#### REQUESTS
1) Return the stretch of the Ayelet Waldman interview from "Ayelet Waldman just" through "piss you off.", copied word for word.
2) In the Ayelet Waldman interview, what does Waldman compare writing to?

Ayelet Waldman just writes her life, but some would have it she's a rabble-rouser. She was taken to task for her candid New York Times Modern Love piece about how her passion for her husband (writer Michael Chabon) could eclipse her maternal instinct, but it served well as the root for her latest memoir, Bad Mother. I had the pleasure of chatting her up during her recent jaunt to NYC:
Q: It's amazing that throughout your career, you've been taken to task for your honesty about your family life. Aren't you entitled to frankly discuss your experience? This kind of double standard must piss you off.
A: Writing is like a Rorschach blot. You bring to it whatever you have going on in your life. It's almost irrelevant what you say, because the takeaway is what's going on in the reader's heart. I just write the truth as I see it.
Q: In your book, you flip the sanctimommy tip around and point out how Good Mothers could be seen as the real Bad Mothers because they aren't being entirely honest with their kids or themselves. Could you elaborate for our readers?
A: Nobody wants to be a bad mother. You're good, you're bad, you're both, you're neither. There's no upside to making this the focus of your life. My mom certainly didn't make me the center of her universe. She had clear goals for me and there was this idea that I had to achieve because she didn't. But on the other side, my failures and successes didn't influence what she thought of herself. So often in our generation, our kid's successes or failures somehow invalidate or validate our sense of self.
Q: Why do you think that is?

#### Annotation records
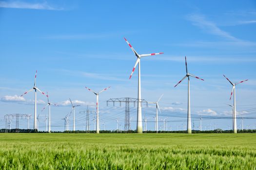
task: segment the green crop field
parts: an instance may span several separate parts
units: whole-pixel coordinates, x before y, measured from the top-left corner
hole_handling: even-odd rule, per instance
[[[256,134],[0,134],[0,169],[256,170]]]

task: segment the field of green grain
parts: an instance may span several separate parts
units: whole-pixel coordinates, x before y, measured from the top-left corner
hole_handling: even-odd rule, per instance
[[[256,170],[256,134],[0,134],[3,170]]]

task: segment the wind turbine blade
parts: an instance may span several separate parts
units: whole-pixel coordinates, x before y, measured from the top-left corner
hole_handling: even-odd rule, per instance
[[[159,101],[160,101],[160,100],[161,99],[161,98],[162,98],[162,97],[163,97],[163,94],[162,94],[162,95],[159,98],[159,99],[158,99],[158,102],[158,102]]]
[[[187,57],[185,56],[185,62],[186,63],[186,72],[188,73],[188,66],[187,65]]]
[[[33,90],[34,90],[34,88],[32,88],[32,89],[31,89],[30,90],[28,90],[28,91],[26,91],[26,92],[25,92],[25,93],[24,93],[23,94],[22,94],[21,95],[20,95],[20,97],[21,97],[21,96],[22,96],[25,95],[26,94],[27,94],[27,93],[28,93],[28,92],[31,92],[31,91],[33,91]]]
[[[189,73],[189,75],[190,76],[192,76],[192,77],[195,77],[195,78],[197,78],[197,79],[200,79],[200,80],[202,80],[202,81],[204,81],[204,80],[203,80],[203,79],[201,79],[201,78],[199,78],[199,77],[198,77],[197,76],[196,76],[195,75],[193,75],[193,74],[192,74]]]
[[[46,91],[46,97],[47,97],[47,101],[48,101],[48,103],[49,103],[49,96],[48,95],[48,91]]]
[[[56,104],[55,104],[55,103],[52,103],[52,102],[50,102],[49,103],[51,104],[53,104],[53,105],[55,105],[55,106],[59,106],[59,105]]]
[[[45,93],[43,92],[42,91],[41,91],[41,90],[40,90],[38,87],[35,87],[35,88],[36,88],[37,90],[38,90],[38,91],[39,91],[41,93],[42,93],[42,94],[43,94],[44,96],[46,96],[45,95]]]
[[[235,85],[236,85],[239,84],[240,84],[240,83],[243,83],[243,82],[246,82],[246,81],[248,81],[248,80],[249,80],[248,79],[247,79],[247,80],[245,80],[241,81],[240,82],[235,83]]]
[[[37,80],[37,74],[38,73],[38,70],[36,71],[36,75],[35,75],[35,82],[34,82],[34,86],[36,86],[36,83]]]
[[[135,65],[134,65],[134,67],[133,67],[133,70],[132,71],[132,73],[131,73],[131,75],[130,75],[129,79],[131,79],[131,78],[132,78],[132,76],[133,75],[133,74],[134,72],[134,70],[135,70],[135,68],[136,68],[136,66],[137,66],[138,62],[140,61],[140,58],[137,58],[137,61],[136,61],[136,63],[135,63]]]
[[[86,88],[89,91],[91,91],[91,92],[92,92],[93,93],[94,93],[94,94],[97,94],[97,93],[96,93],[96,92],[95,92],[94,91],[93,91],[91,89],[87,87],[85,87],[85,88]]]
[[[235,85],[233,85],[232,87],[232,90],[231,90],[231,95],[230,95],[230,98],[229,98],[229,100],[231,100],[231,97],[232,96],[232,94],[233,94],[233,91],[234,91],[234,88],[235,88]]]
[[[41,112],[42,112],[42,111],[48,105],[49,105],[49,104],[46,104],[46,105],[45,106],[44,106],[43,109],[42,109],[42,110],[41,110]]]
[[[179,82],[178,82],[178,83],[177,83],[177,84],[176,85],[175,85],[175,86],[174,87],[175,87],[176,86],[177,86],[177,85],[178,85],[180,83],[180,82],[183,81],[184,80],[184,79],[185,79],[185,78],[187,78],[187,75],[185,75],[185,77],[184,77],[183,78],[181,79],[181,80],[180,80]]]
[[[162,114],[162,112],[161,112],[161,110],[160,109],[160,107],[159,107],[159,105],[158,105],[158,103],[157,103],[157,105],[158,106],[158,108],[159,111],[160,112],[160,113]]]
[[[73,105],[72,101],[71,101],[71,99],[69,98],[69,100],[70,101],[70,102],[71,102],[71,104],[72,105],[72,107],[74,107],[74,105]]]
[[[138,54],[138,53],[137,53],[137,52],[136,52],[135,50],[134,50],[133,47],[132,47],[132,45],[131,45],[131,44],[130,44],[129,42],[128,42],[127,40],[124,37],[124,38],[125,41],[126,41],[126,43],[128,44],[129,46],[131,48],[131,49],[132,49],[132,50],[133,51],[133,52],[134,52],[134,54],[135,54],[135,55],[136,55],[137,57],[140,57],[139,55]]]
[[[223,74],[223,76],[224,76],[224,77],[227,80],[228,80],[228,81],[229,82],[229,83],[230,83],[230,84],[231,84],[231,85],[234,85],[233,84],[233,83],[231,82],[231,81],[230,80],[229,80],[229,79],[228,79],[228,78],[225,76],[225,75]]]
[[[107,89],[110,88],[111,86],[110,86],[109,87],[107,87],[107,88],[105,88],[104,89],[103,89],[103,90],[102,90],[101,91],[100,91],[100,92],[98,92],[98,94],[101,93],[102,92],[105,91],[105,90],[106,90]]]
[[[151,53],[151,54],[141,54],[140,55],[141,57],[146,57],[147,56],[151,56],[151,55],[158,55],[158,54],[163,54],[163,52],[158,52],[158,53]]]
[[[69,114],[68,115],[68,117],[70,117],[70,115],[71,115],[71,113],[72,113],[72,111],[73,111],[73,107],[72,107],[72,109],[71,109],[71,111],[70,112],[70,113],[69,113]]]

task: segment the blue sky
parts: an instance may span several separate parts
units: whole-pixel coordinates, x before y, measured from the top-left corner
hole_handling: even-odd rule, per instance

#### EXPECTED RESULTS
1)
Ayelet Waldman just writes her life, but some would have it she's a rabble-rouser. She was taken to task for her candid New York Times Modern Love piece about how her passion for her husband (writer Michael Chabon) could eclipse her maternal instinct, but it served well as the root for her latest memoir, Bad Mother. I had the pleasure of chatting her up during her recent jaunt to NYC:
Q: It's amazing that throughout your career, you've been taken to task for your honesty about your family life. Aren't you entitled to frankly discuss your experience? This kind of double standard must piss you off.

2) A Rorschach blot.